» Work to be completed
Put every line of the records below into a JSON list of strings, with one string per line and no blank lines.

» Record list
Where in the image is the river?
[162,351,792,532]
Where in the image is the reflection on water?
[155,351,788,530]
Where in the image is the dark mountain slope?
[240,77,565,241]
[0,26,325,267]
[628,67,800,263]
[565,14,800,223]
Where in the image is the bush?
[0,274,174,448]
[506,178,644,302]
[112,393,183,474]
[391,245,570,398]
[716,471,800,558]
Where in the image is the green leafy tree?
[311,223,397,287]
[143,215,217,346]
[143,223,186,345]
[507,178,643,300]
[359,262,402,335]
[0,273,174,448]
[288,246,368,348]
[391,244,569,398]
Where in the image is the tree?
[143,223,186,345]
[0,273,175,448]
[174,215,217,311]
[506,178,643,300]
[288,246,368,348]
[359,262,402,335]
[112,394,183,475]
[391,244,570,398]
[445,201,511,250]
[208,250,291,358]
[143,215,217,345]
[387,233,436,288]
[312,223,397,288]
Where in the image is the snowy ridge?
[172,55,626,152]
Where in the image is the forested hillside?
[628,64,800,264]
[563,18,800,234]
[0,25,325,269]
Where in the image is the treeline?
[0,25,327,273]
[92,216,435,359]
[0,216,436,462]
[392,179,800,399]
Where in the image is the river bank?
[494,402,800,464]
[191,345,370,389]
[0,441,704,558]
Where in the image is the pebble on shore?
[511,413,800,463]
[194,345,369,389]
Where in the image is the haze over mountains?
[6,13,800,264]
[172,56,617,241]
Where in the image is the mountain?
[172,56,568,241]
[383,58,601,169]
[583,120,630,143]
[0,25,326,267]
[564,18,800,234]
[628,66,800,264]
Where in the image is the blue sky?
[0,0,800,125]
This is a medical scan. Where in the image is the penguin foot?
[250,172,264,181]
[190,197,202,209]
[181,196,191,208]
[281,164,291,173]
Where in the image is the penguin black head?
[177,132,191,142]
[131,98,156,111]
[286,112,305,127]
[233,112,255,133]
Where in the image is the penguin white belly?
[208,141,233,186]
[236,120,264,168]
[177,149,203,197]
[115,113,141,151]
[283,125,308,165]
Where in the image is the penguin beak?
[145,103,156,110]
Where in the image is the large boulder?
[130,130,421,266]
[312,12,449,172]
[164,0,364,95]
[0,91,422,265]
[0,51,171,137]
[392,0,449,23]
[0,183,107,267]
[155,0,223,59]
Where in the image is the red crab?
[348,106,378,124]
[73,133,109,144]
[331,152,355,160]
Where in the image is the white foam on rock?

» The output
[
  "Where in the image is the river?",
  "[162,351,792,532]",
  "Where in the image is the reflection on water?",
  "[155,351,788,530]",
  "Where in the image is the dark mountain slope?",
  "[240,77,565,241]",
  "[0,26,325,267]",
  "[628,67,800,263]",
  "[565,14,800,223]",
  "Where in the image is the bush?",
  "[0,274,174,448]",
  "[506,178,644,302]",
  "[112,393,183,474]",
  "[391,245,570,398]",
  "[716,471,800,558]",
  "Where in the image is the green leafy tree?",
  "[311,223,397,287]",
  "[143,215,217,346]",
  "[143,223,186,345]",
  "[507,178,643,300]",
  "[359,262,402,335]",
  "[0,273,174,448]",
  "[288,246,368,348]",
  "[391,244,569,398]",
  "Where in the image is the tree?",
  "[143,223,186,345]",
  "[0,273,175,448]",
  "[174,215,217,311]",
  "[506,178,643,300]",
  "[288,246,368,348]",
  "[359,262,402,335]",
  "[112,394,183,475]",
  "[391,244,570,398]",
  "[445,201,511,250]",
  "[208,250,291,358]",
  "[143,215,217,345]",
  "[387,233,436,288]",
  "[312,223,397,288]",
  "Where in the image is the snowy ridge?",
  "[172,55,626,152]",
  "Where in the image is the forested hillside?",
  "[628,64,800,264]",
  "[563,18,800,234]",
  "[0,25,325,269]",
  "Where in the image is the treeline?",
  "[0,25,327,273]",
  "[92,216,435,359]",
  "[0,216,436,462]",
  "[392,179,800,399]",
  "Where in the image is the river bank?",
  "[494,402,800,464]",
  "[191,345,370,389]",
  "[0,441,704,558]",
  "Where in the image is the pebble on shore?",
  "[511,413,800,463]",
  "[194,345,369,389]",
  "Where in the image is the haze over mountains?",
  "[6,13,800,264]",
  "[172,56,617,241]",
  "Where in the image is the mountain?",
  "[172,56,568,241]",
  "[383,58,601,169]",
  "[583,120,630,143]",
  "[0,25,326,267]",
  "[564,18,800,234]",
  "[628,66,800,264]",
  "Where in the image is the blue sky?",
  "[0,0,800,125]",
  "This is a medical scan. Where in the image is the penguin foot?",
  "[250,172,264,181]",
  "[190,197,202,209]",
  "[181,196,191,208]",
  "[281,164,291,173]",
  "Where in the image is the penguin black head?",
  "[177,132,191,142]",
  "[131,98,156,111]",
  "[286,112,305,127]",
  "[233,112,255,133]",
  "Where in the image is the penguin white belly?",
  "[208,141,233,186]",
  "[236,120,264,168]",
  "[177,149,203,197]",
  "[115,113,141,151]",
  "[283,125,308,165]",
  "Where in the image is the penguin beak?",
  "[145,103,156,110]",
  "Where in the image is the large boulder?",
  "[130,130,421,266]",
  "[312,12,449,172]",
  "[164,0,364,95]",
  "[0,91,422,265]",
  "[0,51,171,137]",
  "[392,0,449,23]",
  "[0,183,107,267]",
  "[155,0,223,59]",
  "Where in the image is the red crab?",
  "[348,106,378,124]",
  "[73,133,109,144]",
  "[331,152,355,160]",
  "Where in the image is the white foam on rock?"
]